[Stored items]
-- Opening Marker --

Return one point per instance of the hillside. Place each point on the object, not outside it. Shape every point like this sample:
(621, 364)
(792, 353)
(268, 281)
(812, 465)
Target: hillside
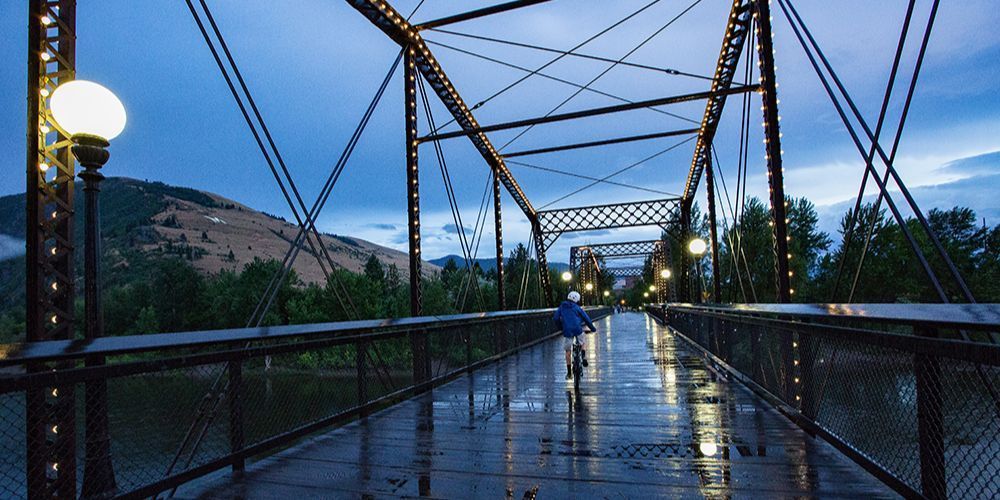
(150, 220)
(488, 264)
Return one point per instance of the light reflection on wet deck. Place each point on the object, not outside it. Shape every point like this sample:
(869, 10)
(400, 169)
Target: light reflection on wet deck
(650, 420)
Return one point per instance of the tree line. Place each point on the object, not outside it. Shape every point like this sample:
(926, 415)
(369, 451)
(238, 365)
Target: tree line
(169, 295)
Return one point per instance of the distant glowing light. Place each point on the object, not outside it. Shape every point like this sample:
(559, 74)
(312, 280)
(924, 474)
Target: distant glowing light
(708, 449)
(84, 107)
(697, 246)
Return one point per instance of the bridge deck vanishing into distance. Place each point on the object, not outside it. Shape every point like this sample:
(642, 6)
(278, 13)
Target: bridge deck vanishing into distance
(651, 420)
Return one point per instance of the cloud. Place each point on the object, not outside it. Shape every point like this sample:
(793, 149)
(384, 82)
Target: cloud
(966, 182)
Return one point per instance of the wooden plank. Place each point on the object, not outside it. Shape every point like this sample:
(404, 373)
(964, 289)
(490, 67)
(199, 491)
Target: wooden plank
(636, 428)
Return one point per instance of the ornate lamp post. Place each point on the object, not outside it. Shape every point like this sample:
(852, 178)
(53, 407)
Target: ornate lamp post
(697, 247)
(92, 116)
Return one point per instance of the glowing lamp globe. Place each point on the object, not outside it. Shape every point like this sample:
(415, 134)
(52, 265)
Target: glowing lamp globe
(697, 246)
(83, 107)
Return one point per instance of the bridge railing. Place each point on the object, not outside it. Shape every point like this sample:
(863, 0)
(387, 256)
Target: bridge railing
(181, 405)
(911, 392)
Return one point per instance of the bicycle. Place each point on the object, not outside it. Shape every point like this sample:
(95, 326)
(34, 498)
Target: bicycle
(577, 365)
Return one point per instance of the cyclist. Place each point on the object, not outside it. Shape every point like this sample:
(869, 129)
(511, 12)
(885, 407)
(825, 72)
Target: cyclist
(571, 318)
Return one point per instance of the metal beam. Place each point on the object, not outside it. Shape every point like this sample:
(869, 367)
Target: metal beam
(473, 14)
(713, 232)
(554, 223)
(623, 249)
(737, 29)
(412, 181)
(772, 144)
(618, 108)
(605, 142)
(498, 232)
(50, 292)
(393, 24)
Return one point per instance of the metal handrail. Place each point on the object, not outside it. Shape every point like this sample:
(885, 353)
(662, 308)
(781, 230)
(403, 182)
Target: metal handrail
(788, 353)
(20, 353)
(967, 316)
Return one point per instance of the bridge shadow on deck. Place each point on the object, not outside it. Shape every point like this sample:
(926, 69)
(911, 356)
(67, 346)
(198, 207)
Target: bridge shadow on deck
(651, 420)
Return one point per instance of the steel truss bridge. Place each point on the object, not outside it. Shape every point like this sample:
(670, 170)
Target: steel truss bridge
(934, 403)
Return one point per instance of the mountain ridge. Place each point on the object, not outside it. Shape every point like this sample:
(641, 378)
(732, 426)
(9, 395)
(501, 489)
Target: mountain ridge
(150, 220)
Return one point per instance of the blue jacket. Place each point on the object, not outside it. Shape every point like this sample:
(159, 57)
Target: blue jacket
(571, 318)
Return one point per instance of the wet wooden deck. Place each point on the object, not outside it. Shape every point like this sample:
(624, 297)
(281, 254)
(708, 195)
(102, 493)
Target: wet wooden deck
(651, 420)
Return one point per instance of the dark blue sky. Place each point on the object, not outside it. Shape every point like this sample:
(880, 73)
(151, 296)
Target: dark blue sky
(313, 66)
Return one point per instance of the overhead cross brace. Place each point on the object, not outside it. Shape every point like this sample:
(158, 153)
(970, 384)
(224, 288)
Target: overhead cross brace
(714, 94)
(616, 250)
(553, 223)
(604, 142)
(473, 14)
(393, 24)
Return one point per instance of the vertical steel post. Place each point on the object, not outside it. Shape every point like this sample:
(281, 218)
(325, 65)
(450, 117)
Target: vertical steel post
(418, 339)
(234, 393)
(361, 367)
(498, 230)
(685, 270)
(543, 264)
(713, 230)
(772, 141)
(930, 423)
(98, 472)
(50, 292)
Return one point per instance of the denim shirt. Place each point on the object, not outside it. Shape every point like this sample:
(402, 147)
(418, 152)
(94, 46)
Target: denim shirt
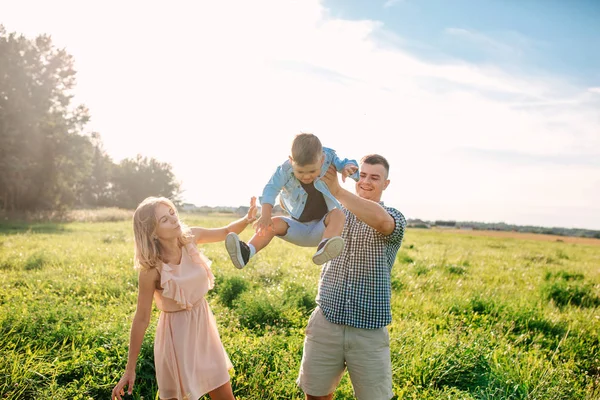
(293, 195)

-- Closing Marker --

Retype the entries exactly, skipping every picture.

Return one point per instance of the hillside. Place each point on the object, not outside it. Shape every point like this sample:
(621, 364)
(792, 353)
(268, 281)
(812, 465)
Target: hillside
(150, 220)
(488, 264)
Return one point per instance of the light reflection on wet deck. Place each point on the object, not outside it. Shape every point like this sample:
(869, 10)
(400, 169)
Target: light reflection on wet deck
(650, 420)
Return one point per instance of the tree line. Place each point on the object, not outside it. Shape every point like this sample:
(926, 415)
(369, 451)
(238, 365)
Target: tree line
(169, 295)
Return one point per instance of the distant glowing light. Place each point on the object, not outside it. Shape every point like this sample:
(559, 74)
(312, 280)
(924, 474)
Target: distant glowing light
(708, 449)
(84, 107)
(697, 246)
Return one point per instance of the bridge deck vanishing into distance. Place each point on the object, not outside it. Shape every point like this sample:
(642, 6)
(278, 13)
Target: bridge deck vanishing into distance
(651, 420)
Return one point per instance of the cloud. Place each point on the object, not outside it. Shape every point like this sample:
(793, 149)
(384, 82)
Target: cloud
(966, 182)
Return one point per instance of the wooden plank. Place each point on the object, not outside it. Shape every point like this sample:
(404, 373)
(964, 289)
(490, 67)
(199, 491)
Target: wooden plank
(636, 428)
Return one point per instance of the ornate lamp post. Place each point on the object, not outside it. Shape every point like this sample:
(852, 178)
(53, 407)
Target: ornate lamp post
(697, 247)
(92, 116)
Return one point per instance of the glowing lamp globe. Place each point on the object, not outside it. Shape every point like this sample:
(415, 134)
(52, 265)
Target: glowing lamp globe
(697, 246)
(83, 107)
Return one point per instance of the bridge railing. Place each point on the object, not outside it. Shape every point like this sample:
(863, 0)
(387, 256)
Target: bridge railing
(181, 405)
(911, 392)
Return one point per instance of the bicycle. Place each point on the object, not outside it. Shape every point like this sample:
(95, 326)
(34, 498)
Target: bicycle
(577, 365)
Return one point per instance of the cyclist. Place each point on the object, not outside it. Shape every point like this sample:
(869, 129)
(511, 12)
(885, 407)
(825, 72)
Target: cyclist
(571, 318)
Return one point per instance of the metal beam. Place each point on the object, not outside it. Shape every point like this sample:
(869, 367)
Target: metal beam
(473, 14)
(713, 232)
(554, 223)
(623, 249)
(737, 29)
(412, 181)
(772, 144)
(618, 108)
(605, 142)
(498, 232)
(50, 292)
(393, 24)
Return one point per instance of the metal handrail. Place each point on the object, not outside it. Shape every point like this sample:
(885, 353)
(662, 308)
(781, 230)
(403, 182)
Target: metal handrail
(788, 353)
(20, 353)
(967, 316)
Return one point per instance of the bridge shadow on deck. Place each point on the object, not outside it. Shape every point like this sample:
(926, 69)
(911, 356)
(67, 346)
(198, 207)
Target: bridge shadow on deck
(651, 420)
Return one point per instance of the steel truss bridge. Place each point on the object, not outside it. Shape every point like this sample:
(670, 170)
Target: steel truss bridge
(934, 403)
Return one point per instance of the mountain ridge. Place each point on the object, not outside it. Shape every point like this sample:
(641, 378)
(732, 426)
(9, 395)
(501, 489)
Target: mountain ridge
(150, 220)
Return one point per instance of the blue jacket. Place each point on the object, not outside it. Shape every point like this sample:
(159, 57)
Target: blue jacket
(571, 318)
Return one point per instance of the wet wooden deck. Place each point on the object, not outside it. Shape every point like this sample:
(624, 297)
(281, 254)
(708, 195)
(102, 493)
Target: wet wooden deck
(651, 420)
Return one point per instance of the dark blue sky. Place each point on the object, not outside it. Shape every point like this sample:
(880, 73)
(151, 296)
Target: dark blue sky
(313, 66)
Return one point per instance of the overhead cross brace. Place each point on the object, not outside it. Shape every point like this sample:
(158, 153)
(970, 384)
(224, 288)
Target: overhead cross brace
(714, 94)
(616, 250)
(553, 223)
(604, 142)
(473, 14)
(393, 24)
Return one point per instance of the vertical steel post. Place each point on the object, not outside it. Shape every point like this sample:
(281, 218)
(325, 65)
(450, 117)
Target: vertical steel post
(418, 339)
(234, 393)
(361, 367)
(498, 230)
(685, 270)
(543, 264)
(713, 230)
(772, 141)
(930, 423)
(98, 472)
(50, 292)
Return one point per instance of the denim shirt. Place each point on the object, not outside it. Shape every point like this sample:
(402, 147)
(418, 152)
(94, 46)
Target: denim shirt
(293, 195)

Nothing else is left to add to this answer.